• Provided text:
3D Feature Matching and Applications in Collaborative Vehicles

3D Feature Matching

Finding geometric correspondences is a key step in many computer vision applications. This task lies in both 2D and 3D regimes based on the type of input data source. Compared to 2D data, in most cases image frames, 3D data has an additional dimension containing depth information. The depth data tells the exact location of each pixel in the real-world coordinate system and removes many 2D ambiguities like scale or skew differences caused by camera movement.

The common forms of 3D data are: point cloud, surface mesh, and primitive voxel. The later 2 can be generated from point cloud with additional processing. While being the direct output from most capturing devices like RGB-D camera or LiDAR, point cloud is a challenging data source with its large scale and order-less nature. A typical point cloud can be populated with millions of points and shuffling their order should not introduce any change to the cloud.
The current state-of-the-art algorithms [Gojcic et al., 2019][Choy et al., 2019] for finding correspondences between two point clouds include two steps: voxelization and feature extraction. A carefully handcrafted technique is picked to convert local point cloud around each key point into a voxel grid. This voxelization step not only addresses the order-less issue but allows the following extraction network to take the advantage of the spatial information as well. The extraction network consists of multiple 3D convolution layers and outputs a condense vector (e.g., 32-dim) describing the input key point. When matching two 3D key points, we compare their corresponding descriptors.

We propose to replace the currently handcrafted voxelization step with a compact neural network. This replacement is designed to remove the bottleneck in processing speed and improve the algorithm’s robustness against noise, different sampling density, which are common in 3D data.

Applications in Collaborative Vehicles

Estimating vehicle trajectory

3D feature matching can help with more accurate vehicle localization [Li et al., 2018][Behl et al., 2019]. Suppose we have a static point cloud data of the entire city or area. Such large-scale static city/area point cloud can be generated by driving a vehicle with LiDAR around or from multiple capturing devices installed on street lamps. From the large point cloud we crop a small portion based on estimated location from vehicle GPS/IMU data. The cropping largely reduces the computation. We then find correspondences between point cloud from the vehicle’s camera and this cropped city point cloud and estimate the relative rigid transformation. This transformation will help refine the localization by GPS/IMU data.

• Provided information:
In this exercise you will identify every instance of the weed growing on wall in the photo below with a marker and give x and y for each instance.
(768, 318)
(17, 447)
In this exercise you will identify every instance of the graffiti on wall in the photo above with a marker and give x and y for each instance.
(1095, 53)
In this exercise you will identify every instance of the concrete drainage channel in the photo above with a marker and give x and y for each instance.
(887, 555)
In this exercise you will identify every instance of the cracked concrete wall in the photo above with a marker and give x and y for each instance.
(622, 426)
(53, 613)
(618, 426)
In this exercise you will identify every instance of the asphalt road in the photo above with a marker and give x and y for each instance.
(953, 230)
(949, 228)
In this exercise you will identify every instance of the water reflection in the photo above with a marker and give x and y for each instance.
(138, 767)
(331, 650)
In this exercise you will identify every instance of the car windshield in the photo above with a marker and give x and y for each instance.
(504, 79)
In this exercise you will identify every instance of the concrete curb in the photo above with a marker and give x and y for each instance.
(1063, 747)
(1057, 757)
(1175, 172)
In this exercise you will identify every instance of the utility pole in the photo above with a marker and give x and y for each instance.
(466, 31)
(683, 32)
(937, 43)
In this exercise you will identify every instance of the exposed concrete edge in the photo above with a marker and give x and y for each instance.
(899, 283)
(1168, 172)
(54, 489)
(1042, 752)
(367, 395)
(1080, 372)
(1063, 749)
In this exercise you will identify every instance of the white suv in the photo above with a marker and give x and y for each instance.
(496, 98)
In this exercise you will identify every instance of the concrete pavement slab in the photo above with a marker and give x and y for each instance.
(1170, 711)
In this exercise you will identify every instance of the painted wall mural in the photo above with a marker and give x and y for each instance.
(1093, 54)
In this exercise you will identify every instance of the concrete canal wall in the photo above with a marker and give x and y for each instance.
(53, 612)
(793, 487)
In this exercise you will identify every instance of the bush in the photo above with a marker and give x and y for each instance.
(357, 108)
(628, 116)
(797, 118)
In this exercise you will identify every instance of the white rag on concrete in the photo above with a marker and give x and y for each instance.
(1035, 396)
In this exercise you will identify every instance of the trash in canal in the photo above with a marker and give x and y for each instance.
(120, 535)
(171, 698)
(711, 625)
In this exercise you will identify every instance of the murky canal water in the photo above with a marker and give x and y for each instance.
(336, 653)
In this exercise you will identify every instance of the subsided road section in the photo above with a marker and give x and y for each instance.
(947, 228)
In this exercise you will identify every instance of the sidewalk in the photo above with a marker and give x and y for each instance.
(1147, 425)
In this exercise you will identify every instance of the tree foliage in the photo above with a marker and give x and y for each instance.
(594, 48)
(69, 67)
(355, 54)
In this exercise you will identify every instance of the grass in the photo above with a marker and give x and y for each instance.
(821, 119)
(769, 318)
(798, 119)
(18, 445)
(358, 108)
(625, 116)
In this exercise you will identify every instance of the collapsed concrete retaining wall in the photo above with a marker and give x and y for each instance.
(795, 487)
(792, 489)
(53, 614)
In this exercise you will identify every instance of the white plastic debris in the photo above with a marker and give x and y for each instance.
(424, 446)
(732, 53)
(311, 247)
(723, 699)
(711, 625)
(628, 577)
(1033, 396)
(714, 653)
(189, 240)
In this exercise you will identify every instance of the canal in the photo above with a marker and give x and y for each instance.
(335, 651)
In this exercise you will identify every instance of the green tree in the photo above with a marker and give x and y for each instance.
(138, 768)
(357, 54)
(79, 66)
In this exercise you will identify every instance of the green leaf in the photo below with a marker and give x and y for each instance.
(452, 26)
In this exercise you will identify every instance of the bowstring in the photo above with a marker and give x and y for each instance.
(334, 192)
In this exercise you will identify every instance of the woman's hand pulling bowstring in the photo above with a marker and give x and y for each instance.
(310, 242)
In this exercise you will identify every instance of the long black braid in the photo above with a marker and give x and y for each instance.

• Your tasks:
a. Could you return, word for word, the part of the 3D feature matching text starting with "3D Feature Matching and" and going on through "by camera movement."?
b. Can you supply the next part of the 3D feature matching text, continuing on from its final sentence?

• Task-by-task outputs:
a.
3D Feature Matching and Applications in Collaborative Vehicles

3D Feature Matching

Finding geometric correspondences is a key step in many computer vision applications. This task lies in both 2D and 3D regimes based on the type of input data source. Compared to 2D data, in most cases image frames, 3D data has an additional dimension containing depth information. The depth data tells the exact location of each pixel in the real-world coordinate system and removes many 2D ambiguities like scale or skew differences caused by camera movement.

b.
View sharing between vehicles

Sharing views among vehicles is the main advantage of a collaborative vehicle system. Occlusions and detection flaws may cause serious traffic accidents. View sharing [Straub et al., 2017] will eliminate such problems greatly. Whether the sharing happens between two vehicles or between a vehicle and a centralized node, we need to merge the information in the source vehicle coordinate system to target vehicle/centralized node coordinate system. Fast and accurate 3D feature matching, together with GPS/IMU data will provide an accurate transformation for merging.

3D understanding

While collaborative vehicles share their location and plans to each other, it is challenging to ask pedestrians and cyclists to provide such information. We therefore need to detect them, even predicting their next moves. We can send alerts to both vehicles and pedestrians/cyclists if we can predict their future locations. Such a task requires knowledge of semantic segmentation, classification, and temporal reasoning [Halber et al., 2019]. We plan to investigate the performance of predicting pedestrians/cyclists future position from current and previous point clouds.

Timeline

1-8 months: Fast and accurate 3D feature matching
9-13 months: Estimating vehicle/camera trajectory
14-18 months: View sharing between vehicles
19-24 months: 3D understanding

All weather 3D perception for Intelligent vehicles using cooperative radars

Motivation

Why use wireless signals (radars) for perception in extreme weather?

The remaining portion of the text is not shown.